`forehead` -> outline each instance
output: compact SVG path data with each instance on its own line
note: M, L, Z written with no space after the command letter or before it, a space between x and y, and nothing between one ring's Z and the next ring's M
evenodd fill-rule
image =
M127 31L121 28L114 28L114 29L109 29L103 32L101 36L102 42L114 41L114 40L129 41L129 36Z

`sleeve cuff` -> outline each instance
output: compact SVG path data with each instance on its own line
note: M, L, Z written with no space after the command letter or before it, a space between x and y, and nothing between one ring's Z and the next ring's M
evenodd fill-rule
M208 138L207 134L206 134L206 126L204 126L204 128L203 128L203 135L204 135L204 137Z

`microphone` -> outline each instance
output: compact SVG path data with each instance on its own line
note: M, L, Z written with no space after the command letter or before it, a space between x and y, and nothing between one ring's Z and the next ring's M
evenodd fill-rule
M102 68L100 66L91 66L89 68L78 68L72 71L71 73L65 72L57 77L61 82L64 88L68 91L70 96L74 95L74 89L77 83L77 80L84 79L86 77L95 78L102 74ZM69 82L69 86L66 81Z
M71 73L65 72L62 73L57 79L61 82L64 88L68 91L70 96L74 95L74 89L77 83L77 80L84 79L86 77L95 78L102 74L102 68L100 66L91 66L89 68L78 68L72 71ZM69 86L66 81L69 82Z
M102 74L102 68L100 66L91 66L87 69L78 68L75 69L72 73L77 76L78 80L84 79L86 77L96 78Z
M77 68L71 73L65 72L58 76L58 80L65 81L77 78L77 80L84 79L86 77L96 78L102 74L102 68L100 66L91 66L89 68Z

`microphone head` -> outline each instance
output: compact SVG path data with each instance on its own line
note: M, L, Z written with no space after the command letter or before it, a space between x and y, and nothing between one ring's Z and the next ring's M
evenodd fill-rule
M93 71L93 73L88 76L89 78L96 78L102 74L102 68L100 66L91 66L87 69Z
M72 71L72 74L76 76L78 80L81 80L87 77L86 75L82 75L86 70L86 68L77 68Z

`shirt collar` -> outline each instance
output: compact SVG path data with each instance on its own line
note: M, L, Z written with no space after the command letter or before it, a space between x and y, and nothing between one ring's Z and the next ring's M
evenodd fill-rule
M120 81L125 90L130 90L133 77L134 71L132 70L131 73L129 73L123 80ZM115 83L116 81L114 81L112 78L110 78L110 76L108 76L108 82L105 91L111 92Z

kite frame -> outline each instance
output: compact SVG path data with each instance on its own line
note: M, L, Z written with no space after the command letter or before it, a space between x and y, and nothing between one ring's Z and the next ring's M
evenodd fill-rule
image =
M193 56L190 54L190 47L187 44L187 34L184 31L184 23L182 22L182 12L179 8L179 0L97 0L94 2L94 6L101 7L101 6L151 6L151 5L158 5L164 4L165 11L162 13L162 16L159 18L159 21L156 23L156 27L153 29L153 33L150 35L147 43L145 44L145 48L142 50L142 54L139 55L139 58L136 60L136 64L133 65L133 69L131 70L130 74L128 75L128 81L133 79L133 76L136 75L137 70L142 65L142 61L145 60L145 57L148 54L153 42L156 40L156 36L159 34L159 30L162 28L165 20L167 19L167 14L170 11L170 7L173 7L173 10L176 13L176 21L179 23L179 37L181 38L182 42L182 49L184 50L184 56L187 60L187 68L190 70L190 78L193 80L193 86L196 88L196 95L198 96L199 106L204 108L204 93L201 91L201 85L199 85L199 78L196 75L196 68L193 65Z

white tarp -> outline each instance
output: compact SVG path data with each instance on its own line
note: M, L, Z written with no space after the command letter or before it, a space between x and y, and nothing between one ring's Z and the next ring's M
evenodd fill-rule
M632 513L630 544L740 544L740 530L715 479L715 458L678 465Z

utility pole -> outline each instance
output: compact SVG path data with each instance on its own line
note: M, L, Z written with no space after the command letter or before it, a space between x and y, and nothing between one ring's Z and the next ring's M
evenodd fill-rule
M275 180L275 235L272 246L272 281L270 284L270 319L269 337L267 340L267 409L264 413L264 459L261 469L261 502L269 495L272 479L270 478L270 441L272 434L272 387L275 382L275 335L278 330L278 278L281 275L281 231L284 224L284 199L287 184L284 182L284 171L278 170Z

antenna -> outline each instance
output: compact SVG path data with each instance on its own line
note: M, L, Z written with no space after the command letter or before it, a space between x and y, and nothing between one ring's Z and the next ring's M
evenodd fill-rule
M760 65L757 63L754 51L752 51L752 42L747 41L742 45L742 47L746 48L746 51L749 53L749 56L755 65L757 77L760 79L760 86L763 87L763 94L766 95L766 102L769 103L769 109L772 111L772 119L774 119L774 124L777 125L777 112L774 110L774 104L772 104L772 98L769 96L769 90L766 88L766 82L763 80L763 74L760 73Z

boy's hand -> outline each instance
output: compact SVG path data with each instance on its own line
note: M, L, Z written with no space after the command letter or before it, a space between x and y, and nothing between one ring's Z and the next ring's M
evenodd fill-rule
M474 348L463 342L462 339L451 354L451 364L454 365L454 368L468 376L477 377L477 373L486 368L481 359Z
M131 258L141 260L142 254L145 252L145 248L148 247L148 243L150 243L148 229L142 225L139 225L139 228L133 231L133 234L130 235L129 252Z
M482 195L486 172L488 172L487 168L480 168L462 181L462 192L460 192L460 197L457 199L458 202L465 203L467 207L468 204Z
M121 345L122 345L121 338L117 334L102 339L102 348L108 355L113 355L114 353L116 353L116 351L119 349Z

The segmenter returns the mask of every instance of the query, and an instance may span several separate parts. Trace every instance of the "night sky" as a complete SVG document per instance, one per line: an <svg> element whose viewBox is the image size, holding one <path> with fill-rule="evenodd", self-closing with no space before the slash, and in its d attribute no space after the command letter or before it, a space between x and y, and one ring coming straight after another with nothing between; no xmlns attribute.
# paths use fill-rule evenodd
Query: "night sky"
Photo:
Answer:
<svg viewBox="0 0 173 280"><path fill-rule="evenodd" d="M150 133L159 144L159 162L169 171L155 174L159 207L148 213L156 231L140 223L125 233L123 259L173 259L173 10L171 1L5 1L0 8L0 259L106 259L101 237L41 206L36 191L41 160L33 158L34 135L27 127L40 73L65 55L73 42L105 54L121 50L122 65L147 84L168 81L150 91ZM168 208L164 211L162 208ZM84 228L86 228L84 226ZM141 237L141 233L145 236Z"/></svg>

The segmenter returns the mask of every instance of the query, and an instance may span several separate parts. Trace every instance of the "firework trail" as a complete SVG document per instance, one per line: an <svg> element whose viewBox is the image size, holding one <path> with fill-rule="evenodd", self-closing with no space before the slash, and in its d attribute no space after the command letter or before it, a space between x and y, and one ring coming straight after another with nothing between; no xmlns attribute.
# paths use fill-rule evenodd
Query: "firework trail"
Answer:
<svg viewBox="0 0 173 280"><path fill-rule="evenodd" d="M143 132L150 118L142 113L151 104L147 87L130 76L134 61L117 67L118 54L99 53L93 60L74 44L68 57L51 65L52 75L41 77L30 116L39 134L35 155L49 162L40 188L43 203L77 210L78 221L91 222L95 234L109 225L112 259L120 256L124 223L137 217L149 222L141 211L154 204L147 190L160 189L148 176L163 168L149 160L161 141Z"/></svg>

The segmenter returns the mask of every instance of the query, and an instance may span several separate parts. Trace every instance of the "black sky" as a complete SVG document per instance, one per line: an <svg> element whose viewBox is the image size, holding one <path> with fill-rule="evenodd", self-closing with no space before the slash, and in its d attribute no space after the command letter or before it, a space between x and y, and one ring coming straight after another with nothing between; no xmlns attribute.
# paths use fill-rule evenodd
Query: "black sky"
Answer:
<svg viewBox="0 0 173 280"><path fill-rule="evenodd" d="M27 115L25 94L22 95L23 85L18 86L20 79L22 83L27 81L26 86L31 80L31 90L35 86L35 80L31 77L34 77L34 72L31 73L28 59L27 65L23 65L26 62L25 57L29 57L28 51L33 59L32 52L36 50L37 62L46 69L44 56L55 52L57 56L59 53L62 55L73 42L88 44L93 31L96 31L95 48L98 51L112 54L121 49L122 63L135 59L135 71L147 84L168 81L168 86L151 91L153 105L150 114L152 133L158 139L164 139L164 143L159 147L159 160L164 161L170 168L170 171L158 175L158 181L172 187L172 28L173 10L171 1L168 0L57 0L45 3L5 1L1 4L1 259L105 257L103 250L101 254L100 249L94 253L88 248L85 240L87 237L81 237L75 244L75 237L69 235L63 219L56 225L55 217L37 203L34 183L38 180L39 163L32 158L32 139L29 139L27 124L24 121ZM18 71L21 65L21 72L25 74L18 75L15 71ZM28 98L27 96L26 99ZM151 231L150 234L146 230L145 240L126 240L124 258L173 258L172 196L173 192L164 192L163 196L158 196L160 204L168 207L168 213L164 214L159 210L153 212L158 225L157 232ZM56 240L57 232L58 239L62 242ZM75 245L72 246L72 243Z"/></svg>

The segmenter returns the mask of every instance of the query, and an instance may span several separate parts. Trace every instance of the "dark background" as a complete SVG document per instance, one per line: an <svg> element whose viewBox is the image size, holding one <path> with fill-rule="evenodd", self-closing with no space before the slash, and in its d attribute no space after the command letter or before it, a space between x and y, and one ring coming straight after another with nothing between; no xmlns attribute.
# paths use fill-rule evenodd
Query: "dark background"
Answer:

—————

**EXERCISE AIM**
Whenever the word "background" shows up in a line of the entries, list that line.

**RESULT FOR THIS EXERCISE**
The segmenter returns the mask of every instance of the query, and an instance may span several separate parts. Trace every instance of the "dark background" as a complete SVG document per instance, one per line: an <svg> element whose viewBox is the image size, holding one <path> with fill-rule="evenodd", self-closing with no space before the slash, and in its d attribute no space after the command letter or before it, a space between x and y, and one ring coming straight after another with nothing between; no xmlns attribute.
Query: "dark background"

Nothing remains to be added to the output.